* _WHAT IS REQUIRED_: Copy out every line from the start of the saved entries through the line with "(598, 1000)", shifting each coordinate in the answers up by 82 and leaving the other lines unchanged.

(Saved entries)
** Begin **

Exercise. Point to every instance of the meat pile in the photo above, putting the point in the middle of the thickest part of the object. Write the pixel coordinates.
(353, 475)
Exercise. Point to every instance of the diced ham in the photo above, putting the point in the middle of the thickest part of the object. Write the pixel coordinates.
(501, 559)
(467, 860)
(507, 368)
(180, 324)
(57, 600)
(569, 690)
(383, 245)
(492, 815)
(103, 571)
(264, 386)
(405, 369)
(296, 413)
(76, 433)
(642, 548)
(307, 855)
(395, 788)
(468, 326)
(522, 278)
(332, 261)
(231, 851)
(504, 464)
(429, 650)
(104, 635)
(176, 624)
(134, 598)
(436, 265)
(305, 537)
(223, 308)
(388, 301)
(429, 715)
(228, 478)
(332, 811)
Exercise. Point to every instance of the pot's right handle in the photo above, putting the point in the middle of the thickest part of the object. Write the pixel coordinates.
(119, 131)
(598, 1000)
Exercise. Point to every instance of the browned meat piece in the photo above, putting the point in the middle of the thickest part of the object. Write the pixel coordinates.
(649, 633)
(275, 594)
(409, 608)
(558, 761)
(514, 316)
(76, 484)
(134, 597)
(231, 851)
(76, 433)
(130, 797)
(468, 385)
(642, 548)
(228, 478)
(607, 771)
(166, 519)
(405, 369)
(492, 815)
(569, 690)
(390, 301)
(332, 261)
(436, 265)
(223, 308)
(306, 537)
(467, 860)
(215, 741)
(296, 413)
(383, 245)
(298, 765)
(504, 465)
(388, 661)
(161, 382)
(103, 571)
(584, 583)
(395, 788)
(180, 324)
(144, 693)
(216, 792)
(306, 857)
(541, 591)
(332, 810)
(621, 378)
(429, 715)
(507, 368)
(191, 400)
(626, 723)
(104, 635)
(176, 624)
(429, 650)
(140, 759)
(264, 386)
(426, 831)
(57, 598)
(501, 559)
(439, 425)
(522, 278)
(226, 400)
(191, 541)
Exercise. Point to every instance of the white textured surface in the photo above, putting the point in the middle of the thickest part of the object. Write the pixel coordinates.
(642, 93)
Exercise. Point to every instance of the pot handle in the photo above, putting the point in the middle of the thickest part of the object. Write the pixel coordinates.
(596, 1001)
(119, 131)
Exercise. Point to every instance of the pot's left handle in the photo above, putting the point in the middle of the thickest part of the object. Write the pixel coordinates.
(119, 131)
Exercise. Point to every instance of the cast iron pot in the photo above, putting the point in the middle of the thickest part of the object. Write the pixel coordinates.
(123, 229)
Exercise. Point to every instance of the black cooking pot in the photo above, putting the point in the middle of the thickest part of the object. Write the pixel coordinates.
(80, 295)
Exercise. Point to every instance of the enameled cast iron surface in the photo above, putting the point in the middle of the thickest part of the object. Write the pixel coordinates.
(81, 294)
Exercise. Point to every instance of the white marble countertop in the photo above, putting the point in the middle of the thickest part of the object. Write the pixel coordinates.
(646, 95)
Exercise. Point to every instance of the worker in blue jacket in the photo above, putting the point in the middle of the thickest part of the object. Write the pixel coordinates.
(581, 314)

** End **

* _IN RESPONSE_:
Exercise. Point to every instance of the meat pile in the photo above, putting the point in the middle of the thickest part of the object. Write the pixel coordinates.
(435, 557)
Exercise. Point to every instance of the diced ham in the photo above, putting the point in the middle of the thickest part of the object. Write the pixel coordinates.
(583, 641)
(549, 942)
(589, 450)
(262, 406)
(139, 682)
(651, 772)
(465, 327)
(574, 897)
(185, 653)
(346, 468)
(487, 451)
(378, 495)
(158, 515)
(724, 630)
(389, 937)
(477, 870)
(550, 408)
(604, 360)
(414, 343)
(313, 933)
(586, 546)
(511, 732)
(186, 717)
(258, 706)
(216, 680)
(518, 347)
(387, 619)
(305, 390)
(470, 383)
(511, 797)
(310, 560)
(414, 893)
Exercise. Point to every instance of the pot's right handle in the photo above, putting the point in the middle of the thickest part of the object. Write the pixel coordinates.
(201, 213)
(680, 1082)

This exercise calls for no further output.